### YOUR OBJECTIVE
Copy the rows word for word, starting with the line that contains "of the sidewalk" and continuing through the last of the rows, both ends included. Leave the pictures out.

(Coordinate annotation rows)
»»

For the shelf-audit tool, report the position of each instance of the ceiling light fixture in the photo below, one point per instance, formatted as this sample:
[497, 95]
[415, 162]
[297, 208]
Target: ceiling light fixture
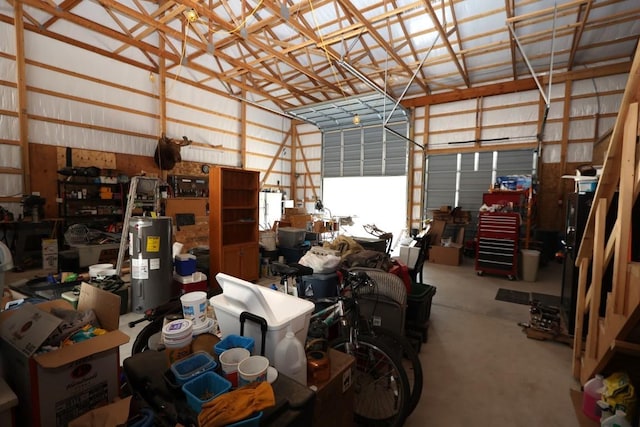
[191, 15]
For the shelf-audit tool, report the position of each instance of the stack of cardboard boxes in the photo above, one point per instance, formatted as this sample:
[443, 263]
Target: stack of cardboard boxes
[447, 250]
[57, 386]
[296, 218]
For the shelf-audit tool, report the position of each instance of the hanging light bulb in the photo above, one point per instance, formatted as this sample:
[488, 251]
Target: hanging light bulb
[191, 15]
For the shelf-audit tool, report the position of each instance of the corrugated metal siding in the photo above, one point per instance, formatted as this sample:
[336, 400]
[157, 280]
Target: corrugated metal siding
[441, 181]
[516, 162]
[395, 163]
[365, 151]
[332, 154]
[352, 152]
[442, 178]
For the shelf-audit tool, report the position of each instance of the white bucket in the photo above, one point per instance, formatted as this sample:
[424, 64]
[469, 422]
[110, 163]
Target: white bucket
[229, 360]
[99, 271]
[194, 307]
[177, 336]
[252, 369]
[203, 328]
[268, 240]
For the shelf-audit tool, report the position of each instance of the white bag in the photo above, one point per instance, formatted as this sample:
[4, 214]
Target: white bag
[320, 263]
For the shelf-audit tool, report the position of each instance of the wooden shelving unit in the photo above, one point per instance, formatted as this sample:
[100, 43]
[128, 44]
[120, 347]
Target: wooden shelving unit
[233, 222]
[95, 204]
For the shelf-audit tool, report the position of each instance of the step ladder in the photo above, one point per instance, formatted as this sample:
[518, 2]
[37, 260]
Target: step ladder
[151, 188]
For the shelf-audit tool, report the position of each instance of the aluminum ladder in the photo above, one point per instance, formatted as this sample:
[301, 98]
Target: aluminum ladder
[151, 188]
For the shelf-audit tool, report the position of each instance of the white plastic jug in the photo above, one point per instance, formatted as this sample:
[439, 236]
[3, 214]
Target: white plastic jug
[619, 419]
[592, 393]
[290, 358]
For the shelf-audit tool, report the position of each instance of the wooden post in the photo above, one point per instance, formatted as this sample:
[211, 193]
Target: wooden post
[596, 278]
[625, 206]
[23, 113]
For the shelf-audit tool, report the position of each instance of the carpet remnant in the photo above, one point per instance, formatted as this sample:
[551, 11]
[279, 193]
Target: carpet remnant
[546, 299]
[510, 295]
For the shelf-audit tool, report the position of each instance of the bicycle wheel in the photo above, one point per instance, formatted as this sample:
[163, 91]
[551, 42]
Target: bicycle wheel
[410, 360]
[380, 383]
[141, 343]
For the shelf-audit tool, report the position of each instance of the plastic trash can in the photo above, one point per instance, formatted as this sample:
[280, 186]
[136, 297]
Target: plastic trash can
[530, 263]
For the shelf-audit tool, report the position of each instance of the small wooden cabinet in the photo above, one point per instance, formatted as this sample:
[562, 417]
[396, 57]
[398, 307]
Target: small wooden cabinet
[233, 222]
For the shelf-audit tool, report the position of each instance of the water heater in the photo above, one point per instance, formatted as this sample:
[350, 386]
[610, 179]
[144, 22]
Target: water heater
[151, 262]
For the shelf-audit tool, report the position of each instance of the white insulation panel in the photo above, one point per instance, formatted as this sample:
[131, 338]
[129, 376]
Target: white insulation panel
[551, 153]
[11, 157]
[581, 130]
[9, 128]
[7, 69]
[10, 185]
[57, 54]
[580, 152]
[8, 98]
[7, 36]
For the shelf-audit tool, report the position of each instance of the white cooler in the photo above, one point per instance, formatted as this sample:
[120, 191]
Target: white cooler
[277, 308]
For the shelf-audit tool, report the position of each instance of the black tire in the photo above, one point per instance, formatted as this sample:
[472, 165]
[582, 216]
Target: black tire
[141, 343]
[410, 358]
[380, 382]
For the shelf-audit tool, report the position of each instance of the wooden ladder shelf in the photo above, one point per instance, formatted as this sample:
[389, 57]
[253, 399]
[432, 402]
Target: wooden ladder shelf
[616, 336]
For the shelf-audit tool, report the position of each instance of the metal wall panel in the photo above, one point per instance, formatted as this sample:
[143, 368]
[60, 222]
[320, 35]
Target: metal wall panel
[366, 151]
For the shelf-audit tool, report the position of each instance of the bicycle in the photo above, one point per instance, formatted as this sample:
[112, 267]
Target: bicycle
[382, 390]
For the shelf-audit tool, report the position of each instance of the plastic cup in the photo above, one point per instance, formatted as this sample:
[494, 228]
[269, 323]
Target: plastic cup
[252, 369]
[194, 307]
[229, 360]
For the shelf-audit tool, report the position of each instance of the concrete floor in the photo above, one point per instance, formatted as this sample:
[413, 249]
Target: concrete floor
[480, 369]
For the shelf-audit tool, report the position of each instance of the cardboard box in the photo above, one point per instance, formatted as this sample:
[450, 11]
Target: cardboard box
[450, 254]
[56, 387]
[409, 255]
[294, 211]
[301, 221]
[334, 397]
[50, 255]
[447, 255]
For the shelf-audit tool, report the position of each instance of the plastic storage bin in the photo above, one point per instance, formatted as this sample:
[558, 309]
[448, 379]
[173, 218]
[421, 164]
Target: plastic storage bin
[419, 310]
[277, 308]
[289, 237]
[192, 366]
[232, 341]
[419, 302]
[204, 388]
[322, 285]
[252, 421]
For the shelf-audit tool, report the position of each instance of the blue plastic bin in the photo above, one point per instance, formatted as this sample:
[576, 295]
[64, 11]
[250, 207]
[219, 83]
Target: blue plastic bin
[192, 366]
[204, 388]
[233, 341]
[252, 421]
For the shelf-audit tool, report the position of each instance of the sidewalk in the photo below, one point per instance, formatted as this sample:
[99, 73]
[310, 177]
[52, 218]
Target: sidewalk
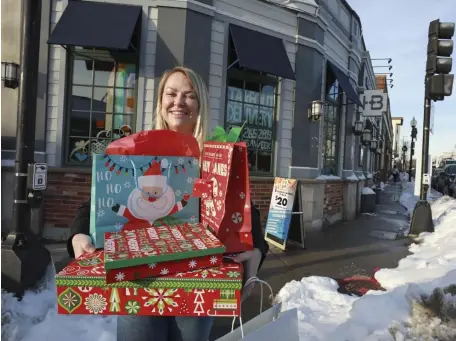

««

### SOLUTION TO THE EXERCISE
For the shelf-audit tool, report the position of each instance of the sidewalk in the photo below, one point per instance, formatted as this sample:
[99, 73]
[310, 177]
[52, 218]
Target: sidewalk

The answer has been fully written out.